Rescale the items from the start through the line that contains "0, 9, 544, 136", inclusive: copy every line again, requests included and left unchanged, but multiply each coordinate in the answers by 1.55 and round it to a whole number, with halves going up. Which lines come back, and how do they read?

— START —

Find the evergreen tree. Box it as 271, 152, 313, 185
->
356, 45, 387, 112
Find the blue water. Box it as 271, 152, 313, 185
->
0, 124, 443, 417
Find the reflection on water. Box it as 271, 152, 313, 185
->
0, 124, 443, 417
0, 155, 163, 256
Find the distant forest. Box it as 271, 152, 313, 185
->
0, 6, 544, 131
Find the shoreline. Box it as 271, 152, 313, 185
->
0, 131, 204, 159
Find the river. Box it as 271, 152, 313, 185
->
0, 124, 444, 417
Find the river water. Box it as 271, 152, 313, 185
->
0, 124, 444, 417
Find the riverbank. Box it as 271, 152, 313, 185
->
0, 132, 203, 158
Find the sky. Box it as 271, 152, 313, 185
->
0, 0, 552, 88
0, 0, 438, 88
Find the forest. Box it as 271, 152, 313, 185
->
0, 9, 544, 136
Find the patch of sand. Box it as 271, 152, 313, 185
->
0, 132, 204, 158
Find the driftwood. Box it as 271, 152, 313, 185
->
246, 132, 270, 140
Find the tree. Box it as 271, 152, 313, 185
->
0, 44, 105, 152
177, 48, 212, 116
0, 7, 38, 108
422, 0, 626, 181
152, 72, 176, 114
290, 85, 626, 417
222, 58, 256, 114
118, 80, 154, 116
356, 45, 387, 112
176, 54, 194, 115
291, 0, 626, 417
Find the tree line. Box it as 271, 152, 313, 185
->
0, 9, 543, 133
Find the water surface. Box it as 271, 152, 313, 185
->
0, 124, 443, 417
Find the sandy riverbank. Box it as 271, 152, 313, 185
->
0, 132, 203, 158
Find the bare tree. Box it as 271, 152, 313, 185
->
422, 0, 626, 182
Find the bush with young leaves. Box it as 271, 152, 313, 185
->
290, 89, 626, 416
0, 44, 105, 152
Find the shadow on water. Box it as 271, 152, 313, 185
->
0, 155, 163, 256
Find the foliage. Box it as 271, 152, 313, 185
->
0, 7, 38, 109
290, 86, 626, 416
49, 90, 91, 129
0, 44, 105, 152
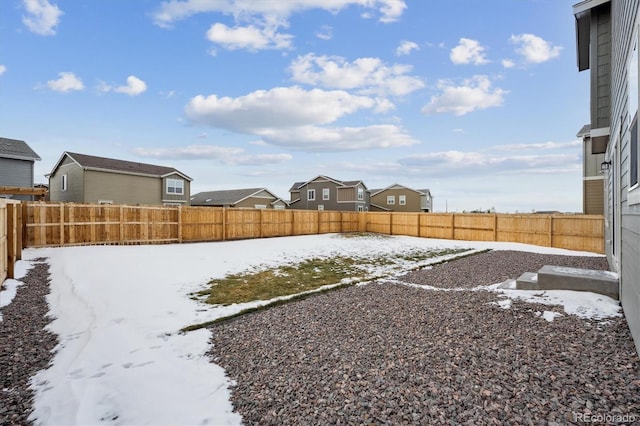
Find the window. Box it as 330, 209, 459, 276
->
167, 179, 184, 195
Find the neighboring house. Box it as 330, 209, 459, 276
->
573, 0, 640, 353
47, 152, 193, 205
576, 124, 604, 214
289, 175, 369, 212
0, 137, 41, 201
191, 188, 287, 210
371, 183, 433, 212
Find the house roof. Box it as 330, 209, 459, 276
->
191, 188, 284, 206
0, 137, 42, 161
289, 175, 368, 192
51, 151, 193, 181
371, 183, 431, 196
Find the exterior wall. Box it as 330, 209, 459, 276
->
49, 158, 86, 203
591, 5, 611, 129
371, 188, 422, 212
0, 158, 33, 200
604, 0, 640, 353
582, 178, 604, 214
161, 174, 191, 206
83, 170, 164, 205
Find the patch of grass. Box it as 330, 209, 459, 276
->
194, 249, 468, 305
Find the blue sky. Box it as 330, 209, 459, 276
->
0, 0, 589, 212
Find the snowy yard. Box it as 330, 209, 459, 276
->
0, 234, 621, 425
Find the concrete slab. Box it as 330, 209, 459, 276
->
536, 265, 619, 300
516, 272, 538, 290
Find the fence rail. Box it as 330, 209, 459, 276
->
0, 199, 604, 283
22, 202, 604, 253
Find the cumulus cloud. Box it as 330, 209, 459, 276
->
396, 40, 420, 56
207, 23, 293, 51
449, 38, 489, 65
185, 86, 417, 151
153, 0, 407, 27
509, 34, 562, 64
22, 0, 63, 35
289, 53, 424, 96
133, 145, 293, 166
47, 72, 84, 92
422, 75, 508, 115
98, 75, 147, 96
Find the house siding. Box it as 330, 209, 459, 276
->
161, 174, 191, 206
49, 158, 86, 203
605, 0, 640, 353
0, 158, 33, 201
371, 188, 422, 212
84, 170, 162, 205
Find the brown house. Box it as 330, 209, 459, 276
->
289, 175, 369, 212
191, 188, 287, 210
47, 152, 193, 205
371, 183, 433, 212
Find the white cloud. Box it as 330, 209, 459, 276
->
22, 0, 63, 35
153, 0, 407, 27
185, 86, 417, 151
502, 59, 516, 68
396, 40, 420, 56
97, 75, 148, 97
449, 38, 489, 65
289, 53, 424, 96
133, 145, 293, 166
316, 25, 333, 41
47, 72, 84, 92
509, 34, 562, 64
113, 75, 147, 96
422, 75, 508, 115
207, 23, 293, 51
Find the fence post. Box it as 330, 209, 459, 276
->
6, 203, 18, 278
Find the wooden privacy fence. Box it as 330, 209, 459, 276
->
22, 202, 604, 253
0, 199, 22, 284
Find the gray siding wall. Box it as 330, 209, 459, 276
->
606, 0, 640, 353
49, 158, 85, 203
0, 158, 33, 200
591, 5, 611, 128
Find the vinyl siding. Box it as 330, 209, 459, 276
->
49, 158, 86, 203
0, 158, 33, 200
605, 0, 640, 353
84, 170, 162, 205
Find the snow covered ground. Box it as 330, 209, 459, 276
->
0, 234, 621, 425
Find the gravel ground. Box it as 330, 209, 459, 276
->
0, 259, 57, 426
210, 251, 640, 425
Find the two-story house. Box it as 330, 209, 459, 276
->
573, 0, 640, 353
47, 152, 193, 206
371, 183, 433, 212
289, 175, 370, 212
191, 188, 287, 210
0, 137, 46, 201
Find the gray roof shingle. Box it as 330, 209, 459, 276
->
66, 151, 191, 180
0, 137, 42, 161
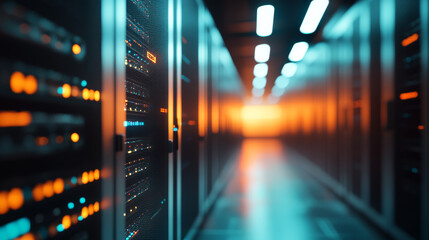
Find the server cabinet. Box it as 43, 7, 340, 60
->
394, 0, 424, 238
177, 0, 202, 238
123, 0, 169, 239
0, 0, 115, 239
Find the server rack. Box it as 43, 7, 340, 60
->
0, 0, 120, 239
0, 0, 242, 239
283, 0, 428, 239
123, 0, 169, 239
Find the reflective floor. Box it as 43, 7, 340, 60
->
196, 139, 384, 240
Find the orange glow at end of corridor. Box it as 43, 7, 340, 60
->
241, 105, 282, 137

— END —

=== Answer to the exercise ===
Find the evergreen tree. Box it as 271, 152, 313, 185
->
552, 70, 600, 174
Find the blue water. Box it as 271, 152, 313, 185
->
0, 192, 687, 646
Find the reflection on water. Box it as 271, 152, 313, 185
->
0, 192, 687, 646
0, 240, 253, 397
Find the distant forest. Box it as 271, 152, 313, 185
->
0, 9, 843, 203
Find the shoreline. Box it as 271, 152, 313, 185
->
0, 203, 316, 246
Find the river. Box it as 271, 152, 313, 185
->
0, 192, 688, 646
Find the river water. Box it as 271, 152, 313, 185
->
0, 192, 688, 646
Find the riverbank. Box it as 271, 152, 313, 185
->
0, 205, 315, 245
Find the sky. Box it as 271, 152, 313, 185
->
0, 0, 856, 136
0, 0, 679, 136
Find the forest. Box it as 271, 152, 313, 185
->
0, 14, 843, 211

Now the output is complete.